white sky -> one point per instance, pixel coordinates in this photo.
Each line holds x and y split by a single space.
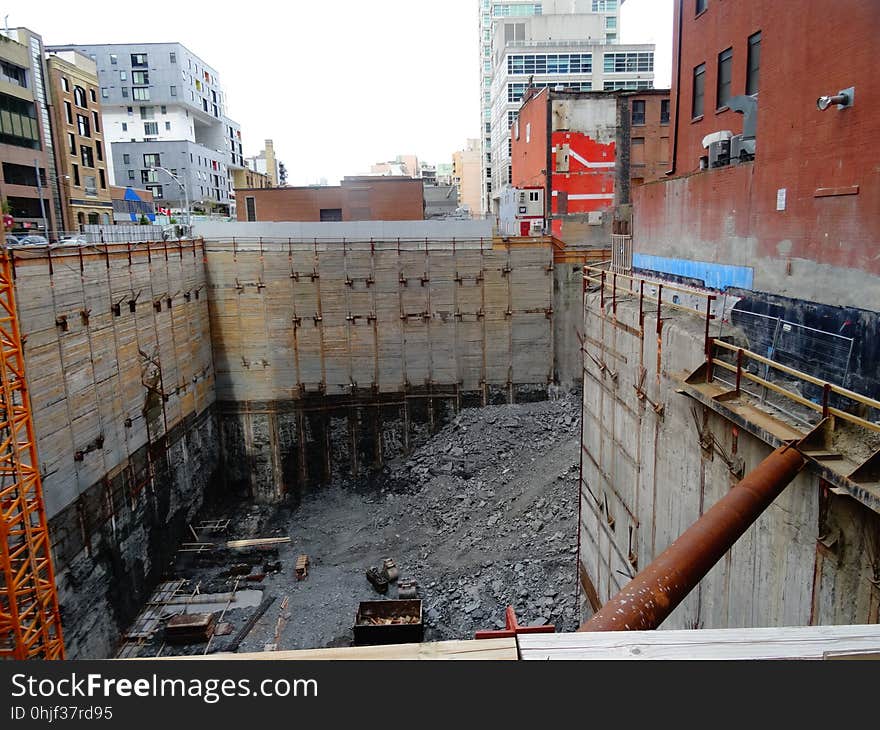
337 85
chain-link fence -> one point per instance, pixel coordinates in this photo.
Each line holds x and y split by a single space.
824 355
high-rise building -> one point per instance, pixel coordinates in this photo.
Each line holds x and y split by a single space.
573 43
267 164
80 148
466 175
164 107
28 183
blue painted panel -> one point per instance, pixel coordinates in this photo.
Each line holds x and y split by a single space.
714 276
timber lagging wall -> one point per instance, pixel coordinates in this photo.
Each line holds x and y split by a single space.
328 354
117 349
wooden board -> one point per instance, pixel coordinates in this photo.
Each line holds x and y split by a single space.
802 642
486 649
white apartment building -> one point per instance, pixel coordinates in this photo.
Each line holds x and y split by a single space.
504 24
163 106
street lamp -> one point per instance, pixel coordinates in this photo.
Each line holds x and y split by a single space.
182 187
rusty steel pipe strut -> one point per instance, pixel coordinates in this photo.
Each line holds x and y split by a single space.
646 601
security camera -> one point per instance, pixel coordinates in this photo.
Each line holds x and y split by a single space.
843 99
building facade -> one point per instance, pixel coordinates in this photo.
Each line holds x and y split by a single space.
164 107
80 148
591 22
28 181
800 219
596 145
266 164
244 177
364 198
466 174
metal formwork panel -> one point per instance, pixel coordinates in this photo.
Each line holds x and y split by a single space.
334 307
389 326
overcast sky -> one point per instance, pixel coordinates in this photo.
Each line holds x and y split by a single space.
337 85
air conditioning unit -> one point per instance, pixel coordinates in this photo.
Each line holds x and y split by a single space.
741 149
719 153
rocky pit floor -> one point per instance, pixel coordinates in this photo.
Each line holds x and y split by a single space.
482 515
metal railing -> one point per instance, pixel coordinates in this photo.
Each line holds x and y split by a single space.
831 399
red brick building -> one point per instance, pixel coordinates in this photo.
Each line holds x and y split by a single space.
356 199
596 146
801 219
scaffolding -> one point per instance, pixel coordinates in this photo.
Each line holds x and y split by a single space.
30 624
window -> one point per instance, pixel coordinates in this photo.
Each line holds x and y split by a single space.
638 112
82 124
514 32
725 68
637 156
628 62
754 63
699 90
633 84
544 63
16 74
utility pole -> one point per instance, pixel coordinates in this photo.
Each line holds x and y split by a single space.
42 202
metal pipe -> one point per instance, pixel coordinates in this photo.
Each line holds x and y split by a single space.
646 601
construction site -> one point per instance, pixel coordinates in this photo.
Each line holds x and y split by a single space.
658 408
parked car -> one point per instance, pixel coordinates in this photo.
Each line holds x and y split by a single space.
33 241
72 241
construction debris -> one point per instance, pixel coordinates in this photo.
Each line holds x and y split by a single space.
258 542
192 628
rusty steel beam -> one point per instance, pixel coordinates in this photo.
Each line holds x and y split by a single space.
646 601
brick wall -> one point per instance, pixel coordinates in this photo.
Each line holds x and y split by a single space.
367 198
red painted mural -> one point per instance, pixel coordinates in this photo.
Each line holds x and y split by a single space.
583 177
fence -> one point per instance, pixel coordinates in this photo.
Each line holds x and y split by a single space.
825 355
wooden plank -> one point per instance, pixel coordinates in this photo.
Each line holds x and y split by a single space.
485 649
802 642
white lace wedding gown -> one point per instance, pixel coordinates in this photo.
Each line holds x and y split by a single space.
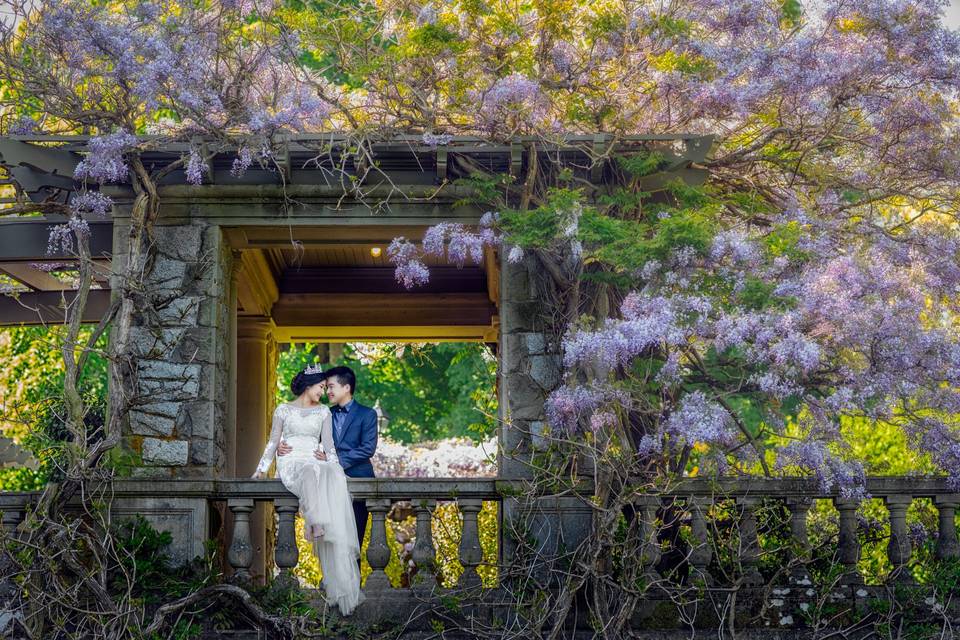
325 501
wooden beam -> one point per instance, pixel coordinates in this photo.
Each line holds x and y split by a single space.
339 235
34 278
434 333
26 239
335 280
491 263
386 310
256 286
46 307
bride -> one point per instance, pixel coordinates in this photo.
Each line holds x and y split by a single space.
315 476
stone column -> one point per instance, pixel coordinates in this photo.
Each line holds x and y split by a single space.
254 408
530 368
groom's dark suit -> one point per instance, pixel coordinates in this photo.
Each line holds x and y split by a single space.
355 437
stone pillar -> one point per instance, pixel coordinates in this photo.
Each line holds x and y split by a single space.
530 368
254 409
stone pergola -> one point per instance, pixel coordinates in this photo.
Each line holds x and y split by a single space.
296 252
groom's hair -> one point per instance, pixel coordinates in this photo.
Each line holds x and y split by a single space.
344 375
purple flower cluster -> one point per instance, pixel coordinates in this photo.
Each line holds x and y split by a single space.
450 240
410 271
436 139
699 419
104 162
515 101
848 476
196 167
91 202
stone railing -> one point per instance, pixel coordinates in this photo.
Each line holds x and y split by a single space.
380 496
689 502
693 499
177 504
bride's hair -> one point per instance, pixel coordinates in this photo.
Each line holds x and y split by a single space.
306 378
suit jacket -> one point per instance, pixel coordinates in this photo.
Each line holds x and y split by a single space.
357 441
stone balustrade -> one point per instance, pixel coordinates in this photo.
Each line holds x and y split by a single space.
695 497
692 502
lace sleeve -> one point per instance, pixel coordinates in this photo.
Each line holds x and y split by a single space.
275 430
326 437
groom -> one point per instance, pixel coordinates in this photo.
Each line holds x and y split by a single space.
354 434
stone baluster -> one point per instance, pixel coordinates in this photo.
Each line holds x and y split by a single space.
848 545
799 507
648 532
470 552
286 552
899 549
749 542
424 554
378 552
947 546
702 553
240 554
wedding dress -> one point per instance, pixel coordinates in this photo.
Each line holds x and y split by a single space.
325 501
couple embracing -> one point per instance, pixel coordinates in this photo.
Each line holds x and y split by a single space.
317 447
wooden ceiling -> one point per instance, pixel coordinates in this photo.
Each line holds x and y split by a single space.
329 284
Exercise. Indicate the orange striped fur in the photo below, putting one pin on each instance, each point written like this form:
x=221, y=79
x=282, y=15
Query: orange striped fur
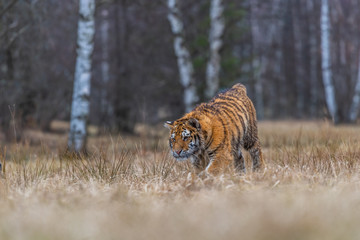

========================================================================

WHAT YOU WILL DO: Please render everything from the line containing "groom -> one" down to the end of the material as a JSON list of strings, with one string per line. Skip blank lines and leave the pictures out.

OUTPUT FOR THIS EXERCISE:
[
  "groom -> one point per instance, pixel coordinates in this photo.",
  "Each line holds x and y split by a single space.",
  "354 434",
  "stone baluster -> one point per instance, pixel coordinates in this photo.",
  "Each line holds x and y split by a single space.",
  "848 545",
  "799 507",
  "648 532",
  "470 552",
  "286 552",
  "899 549",
  "749 542",
  "424 554",
  "378 552",
  "947 546",
  "702 553",
  "240 554",
  "wedding dress -> one point per instance, pixel coordinates in this photo.",
  "Each line holds x and y split by a single space.",
  "325 501",
  "couple embracing -> one point per instance, pixel coordinates in this photo.",
  "Each line holds x and y split by a single space.",
  "317 447",
  "wooden ceiling -> one point per instance, pixel coordinates in this photo.",
  "Each line holds x and y split by a single space.",
  "329 284",
  "Exercise. Indicate the orange striped fur in the photo below, putting one pin on each instance, each point written like this form:",
  "x=221, y=79",
  "x=282, y=15",
  "Query: orange striped fur"
]